══ MATERIAL FOR THIS EXERCISE ══
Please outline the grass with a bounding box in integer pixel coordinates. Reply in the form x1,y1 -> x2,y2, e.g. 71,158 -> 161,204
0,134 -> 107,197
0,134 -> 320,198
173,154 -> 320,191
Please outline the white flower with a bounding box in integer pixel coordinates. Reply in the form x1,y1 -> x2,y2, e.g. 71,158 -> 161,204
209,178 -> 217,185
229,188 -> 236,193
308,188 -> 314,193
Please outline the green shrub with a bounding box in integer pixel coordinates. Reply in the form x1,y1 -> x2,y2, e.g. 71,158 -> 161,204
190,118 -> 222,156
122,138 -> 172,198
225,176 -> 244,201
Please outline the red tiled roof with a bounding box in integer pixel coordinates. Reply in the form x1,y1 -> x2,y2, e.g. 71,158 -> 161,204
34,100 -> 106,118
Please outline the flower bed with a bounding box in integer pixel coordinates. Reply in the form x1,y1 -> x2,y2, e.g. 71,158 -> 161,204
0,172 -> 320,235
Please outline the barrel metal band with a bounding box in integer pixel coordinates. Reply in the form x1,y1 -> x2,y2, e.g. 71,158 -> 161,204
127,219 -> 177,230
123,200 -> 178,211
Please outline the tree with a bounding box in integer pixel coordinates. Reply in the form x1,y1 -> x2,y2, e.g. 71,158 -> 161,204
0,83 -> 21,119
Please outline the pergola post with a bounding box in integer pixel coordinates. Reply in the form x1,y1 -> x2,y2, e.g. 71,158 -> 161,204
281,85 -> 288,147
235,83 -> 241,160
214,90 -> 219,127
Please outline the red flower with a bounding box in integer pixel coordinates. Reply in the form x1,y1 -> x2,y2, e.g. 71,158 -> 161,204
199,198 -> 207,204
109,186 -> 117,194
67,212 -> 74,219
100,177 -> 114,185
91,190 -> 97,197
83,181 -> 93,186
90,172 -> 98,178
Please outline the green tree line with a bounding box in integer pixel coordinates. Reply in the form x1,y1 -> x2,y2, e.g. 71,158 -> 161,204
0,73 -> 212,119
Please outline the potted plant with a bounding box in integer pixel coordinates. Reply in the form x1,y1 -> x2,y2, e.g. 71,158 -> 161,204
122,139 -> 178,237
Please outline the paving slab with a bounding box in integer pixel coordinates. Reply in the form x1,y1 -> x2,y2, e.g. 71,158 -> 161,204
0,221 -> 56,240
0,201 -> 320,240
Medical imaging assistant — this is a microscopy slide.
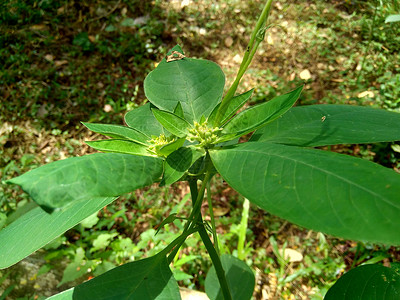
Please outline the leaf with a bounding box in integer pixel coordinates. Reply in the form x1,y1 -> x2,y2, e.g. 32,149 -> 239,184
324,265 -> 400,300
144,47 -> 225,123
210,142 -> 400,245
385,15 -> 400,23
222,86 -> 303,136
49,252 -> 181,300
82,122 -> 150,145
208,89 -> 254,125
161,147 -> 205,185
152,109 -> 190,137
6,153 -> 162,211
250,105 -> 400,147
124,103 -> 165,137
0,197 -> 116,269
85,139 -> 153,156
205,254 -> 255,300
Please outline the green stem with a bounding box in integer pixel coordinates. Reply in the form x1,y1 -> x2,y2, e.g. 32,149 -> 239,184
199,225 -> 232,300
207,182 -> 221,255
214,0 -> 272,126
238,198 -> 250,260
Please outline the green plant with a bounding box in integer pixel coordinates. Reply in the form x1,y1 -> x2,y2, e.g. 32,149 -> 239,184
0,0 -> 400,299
═══
══ MATERIAL FOR THIS EXERCISE ══
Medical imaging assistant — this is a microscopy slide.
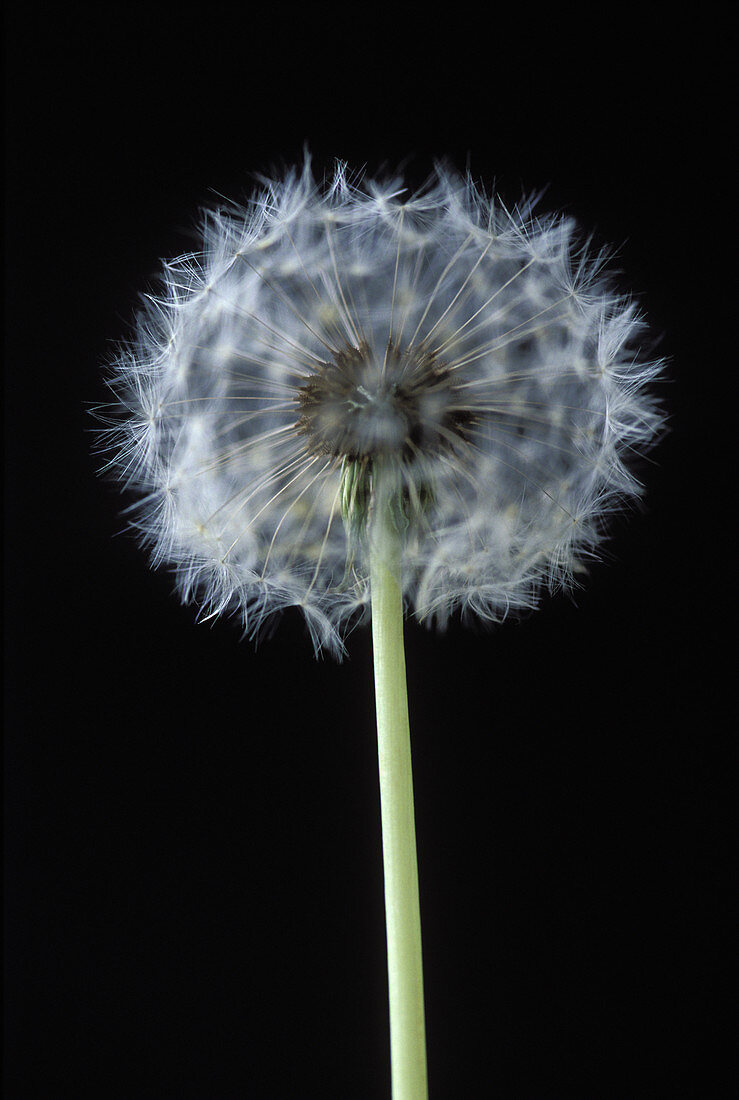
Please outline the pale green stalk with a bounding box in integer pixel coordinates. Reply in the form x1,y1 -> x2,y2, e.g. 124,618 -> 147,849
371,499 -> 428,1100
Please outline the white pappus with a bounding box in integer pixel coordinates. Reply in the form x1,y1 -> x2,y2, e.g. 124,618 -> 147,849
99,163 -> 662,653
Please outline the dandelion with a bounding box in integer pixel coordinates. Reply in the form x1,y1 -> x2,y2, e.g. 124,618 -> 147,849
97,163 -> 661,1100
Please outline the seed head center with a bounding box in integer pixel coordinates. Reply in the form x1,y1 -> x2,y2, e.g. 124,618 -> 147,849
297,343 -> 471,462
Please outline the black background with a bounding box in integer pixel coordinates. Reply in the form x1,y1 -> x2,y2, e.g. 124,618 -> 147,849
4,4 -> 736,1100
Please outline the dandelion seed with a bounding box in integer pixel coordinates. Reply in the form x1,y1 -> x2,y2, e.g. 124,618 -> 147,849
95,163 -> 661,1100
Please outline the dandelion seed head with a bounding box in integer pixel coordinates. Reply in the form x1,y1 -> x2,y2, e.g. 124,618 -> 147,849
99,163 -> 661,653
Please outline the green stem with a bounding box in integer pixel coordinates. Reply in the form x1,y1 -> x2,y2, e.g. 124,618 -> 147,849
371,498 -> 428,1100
═══
_SET TASK_
Render everything in the records from the line containing "Please outline the green plant" down to the line containing "0,0 -> 400,299", both included, as a JSON list of strings with one string per line and blank lines left out.

_RESULT FOR THIS EXERCISE_
[
  "Please outline the green plant with a bounding box in integer pixel coordinates. Reply in the form x1,y1 -> x2,y2, e.g. 32,149 -> 239,184",
  "0,0 -> 400,299"
]